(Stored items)
-.-.-
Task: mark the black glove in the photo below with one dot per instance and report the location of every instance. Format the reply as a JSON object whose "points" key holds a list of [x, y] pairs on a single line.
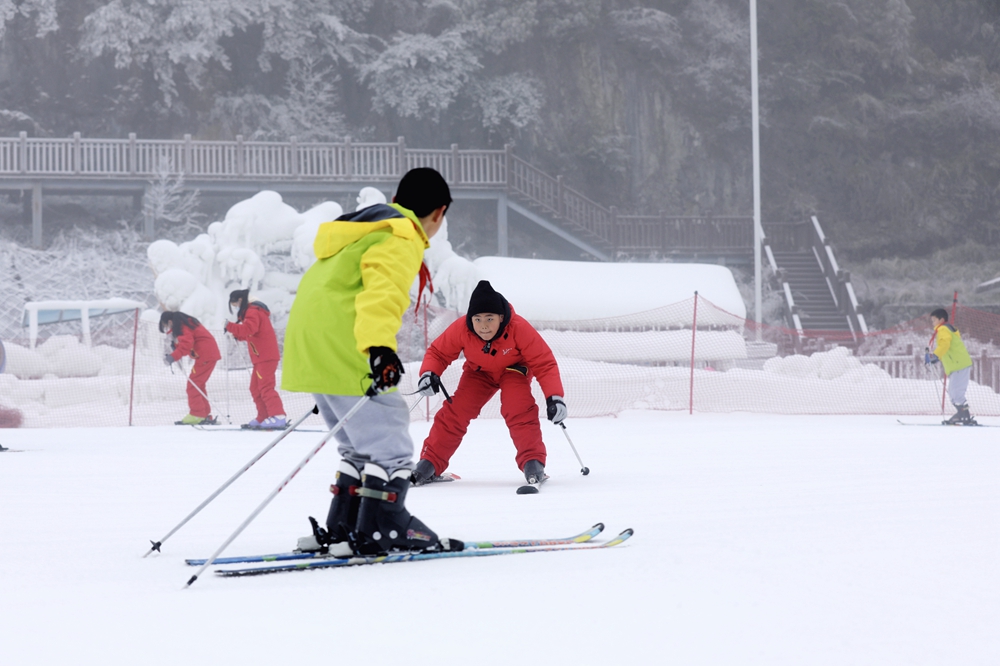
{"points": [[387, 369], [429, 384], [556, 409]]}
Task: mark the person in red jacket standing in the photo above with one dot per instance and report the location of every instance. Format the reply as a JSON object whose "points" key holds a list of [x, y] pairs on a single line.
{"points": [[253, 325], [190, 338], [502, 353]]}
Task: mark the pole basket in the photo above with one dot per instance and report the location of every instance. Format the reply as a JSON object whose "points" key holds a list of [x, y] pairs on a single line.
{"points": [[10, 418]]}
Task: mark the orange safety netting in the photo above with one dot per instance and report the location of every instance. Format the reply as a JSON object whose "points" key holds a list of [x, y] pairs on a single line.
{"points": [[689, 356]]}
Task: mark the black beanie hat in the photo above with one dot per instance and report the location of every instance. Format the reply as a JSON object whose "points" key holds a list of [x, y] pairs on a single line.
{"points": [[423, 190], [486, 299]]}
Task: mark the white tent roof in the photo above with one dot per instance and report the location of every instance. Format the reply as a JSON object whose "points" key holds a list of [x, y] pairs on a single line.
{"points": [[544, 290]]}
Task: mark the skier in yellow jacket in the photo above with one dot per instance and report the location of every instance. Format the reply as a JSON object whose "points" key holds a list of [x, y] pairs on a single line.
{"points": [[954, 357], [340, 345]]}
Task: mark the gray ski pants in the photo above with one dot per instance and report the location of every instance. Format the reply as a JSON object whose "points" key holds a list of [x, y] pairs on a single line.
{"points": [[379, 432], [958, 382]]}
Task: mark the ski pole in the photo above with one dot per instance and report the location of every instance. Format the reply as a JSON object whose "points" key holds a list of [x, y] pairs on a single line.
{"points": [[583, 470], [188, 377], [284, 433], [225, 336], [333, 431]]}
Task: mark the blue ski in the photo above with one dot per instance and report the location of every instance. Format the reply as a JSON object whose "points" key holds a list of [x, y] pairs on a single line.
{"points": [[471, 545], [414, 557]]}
-.-.-
▶ [Work required] Return all records exactly as they stand above, except for pictures.

▶ [Solution for this task]
Task: mark the black glove in the photo below with one dot per instance and report the location of every instance. Format the reply as a JSON object whose "points" key holds a list of [x, y] pairs on a single line.
{"points": [[387, 369], [429, 384], [556, 409]]}
Task: mark the person in red jacket standing in the photo above with one dot per instance and report the location of every instance. Format the reply as a JSON object whose "points" key holds a list of [x, y] pairs on a single line.
{"points": [[253, 325], [190, 338], [502, 353]]}
Task: mark the pole basket in the photo above with one dot per instance and report the location of every instance. Format the reply as a JSON object whose "points" key holds a list of [x, y] pairs on a single line.
{"points": [[10, 418]]}
Task: mark the orange safety netting in the photo above with one dot per instance and report the location of every instance. Format the reply as a JSON object whose "points" key holds a list of [x, y] pairs on a single line.
{"points": [[689, 356]]}
Task: mark the black beanie hat in the photo above with one dot per instance and report the location of every instance. Format the reply as a JSON object whose "points" key holds a list of [x, y] pairs on a single line.
{"points": [[423, 190], [486, 299]]}
Task: mark the white tent roof in the photo above with one dot per instance and report the location of every instance. Format the reply as a JSON object whose "points" key holds a list of [x, y] pairs on a single line.
{"points": [[544, 290]]}
Task: mark the skier in yellow jacket in the photo above with one dot per instance and report the location of every instance. Format the reply as a JSON object whose "points" key holds a list of [x, y] pairs on a single line.
{"points": [[954, 357], [340, 345]]}
Task: mark the gray ski pants in the photo above with one dot per instance and report the location of every instance. Format the reply as a JSON object whose "points" key holds a list of [x, y] pairs on a single line.
{"points": [[379, 432], [958, 382]]}
Task: mark the ski pole in the photo above with one dot per instance and report the location of every instance. Format the reply as a JSON object whose "points" key holds a list of [x, y] pairs on a single line.
{"points": [[583, 470], [188, 377], [284, 433], [225, 336], [333, 431]]}
Task: mark the blue ski in the photo above with one dot per instance and report the location of every instance. Format the reply as a JSON object whose "points" key holds a list of [x, y] pairs on a single line.
{"points": [[471, 545], [414, 557]]}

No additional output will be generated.